- [Text shown]

Lakers’ Potential Trade Package For Giannis Antetokounmpo This Summer Looks Like Real Blockbuster Deal

Here is a potential blockbuster framework for the Lakers to go all-in and make a Giannis Antetokounmpo trade this summer.

14 Min Read
Mandatory Credit: Benny Sieu-Imagn Images

The Lakers didn’t get their Giannis Antetokounmpo fantasy at the trade deadline, and the Bucks made sure the league heard it.

ESPN’s Shams Charania reported that the Bucks told teams in the hours before the deadline that Antetokounmpo was staying at least through the rest of the season, even after multiple clubs pushed serious offers.

Charania also framed the offseason as the real decision point, with both sides expected to reexamine trade possibilities in the summer, where Antetokounmpo is eligible to sign a contract extension on October 1 and has a player option for 2027-28.

That summer angle is why the Lakers keep popping up in the conversation. On The Zach Lowe Show, The Ringer’s Howard Beck said he’d been told the Lakers are “a team to keep an eye on” from Giannis’ standpoint, basically another team of interest if the door ever opens.

‘I was told recently that the Lakers were a team to keep an eye on from Giannis’ standpoint, just as another team of interest. But again, there’s a difficulty there in terms of trade assets. They’re another team where once the summer comes, they got more on the draft capital side of things, and they got more clarity once they figure out where LeBron is or isn’t and where Austin Reaves is because he’s a free agent.’

That is not a trade request, and it is not a promise, but it’s enough to keep front offices circling. Antetokounmpo is still putting up 28.0 points, 10.0 rebounds, and 5.6 assists this season while shooting 64.5% from the field.

The standings sharpen the logic. The Lakers are 31-19 and fifth in the West. The Bucks are 21-29 and outside the East’s top 10, and that’s the point that has fueled the Giannis rumors all along.

If the Bucks decide a reset is the cleanest move, the Lakers’ offseason pitch is simple: stack first-round picks and swaps, add one real young-player centerpiece, and be flexible with the money.

It’s the kind of swing that changes a franchise overnight, and the Lakers can’t afford to treat it like pure noise. And the Bucks will demand a package that hurts, not a collection of spare parts.

 

The Trade That Sends Giannis To The West Coast

Los Angeles Lakers Receive: Giannis Antetokounmpo

Milwaukee Bucks Receive: Austin Reaves, Rui Hachimura, Dalton Knecht, Adou Thiero, 2026 first-round pick (swap), 2030 first-round pick (swap), 2032 first-round pick

This kind of trade only becomes believable when it’s built for the right Giannis salary.

- [Supplied material]

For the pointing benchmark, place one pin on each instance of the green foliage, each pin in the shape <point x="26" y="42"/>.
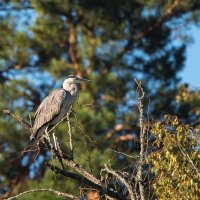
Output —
<point x="175" y="162"/>
<point x="108" y="41"/>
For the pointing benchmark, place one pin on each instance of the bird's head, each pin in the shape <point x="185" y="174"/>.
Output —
<point x="75" y="79"/>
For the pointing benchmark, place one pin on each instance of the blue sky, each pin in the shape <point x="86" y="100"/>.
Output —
<point x="191" y="72"/>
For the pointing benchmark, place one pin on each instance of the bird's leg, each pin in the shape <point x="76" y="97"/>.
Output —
<point x="70" y="135"/>
<point x="46" y="136"/>
<point x="55" y="143"/>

- [Exercise set]
• A. From the Lakers trade article, retype everything from "14 Min Read" down to "option for 2027-28.".
• B. According to the Lakers trade article, on what date is Antetokounmpo eligible to sign a contract extension?
• C. Do these statements agree with the Lakers trade article? (i) Antetokounmpo is shooting 64.5% from the field this season. (ii) The Bucks are inside the East's top 10. (iii) In the proposed trade, the Bucks receive Austin Reaves.
The records are separate from the Lakers trade article.

- [Expected outputs]
• A.
14 Min Read
Mandatory Credit: Benny Sieu-Imagn Images

The Lakers didn’t get their Giannis Antetokounmpo fantasy at the trade deadline, and the Bucks made sure the league heard it.

ESPN’s Shams Charania reported that the Bucks told teams in the hours before the deadline that Antetokounmpo was staying at least through the rest of the season, even after multiple clubs pushed serious offers.

Charania also framed the offseason as the real decision point, with both sides expected to reexamine trade possibilities in the summer, where Antetokounmpo is eligible to sign a contract extension on October 1 and has a player option for 2027-28.

• B. October 1

• C.
(i) Yes: "while shooting 64.5% from the field"
(ii) No: "The Bucks are 21-29 and outside the East’s top 10"
(iii) Yes: "Milwaukee Bucks Receive: Austin Reaves"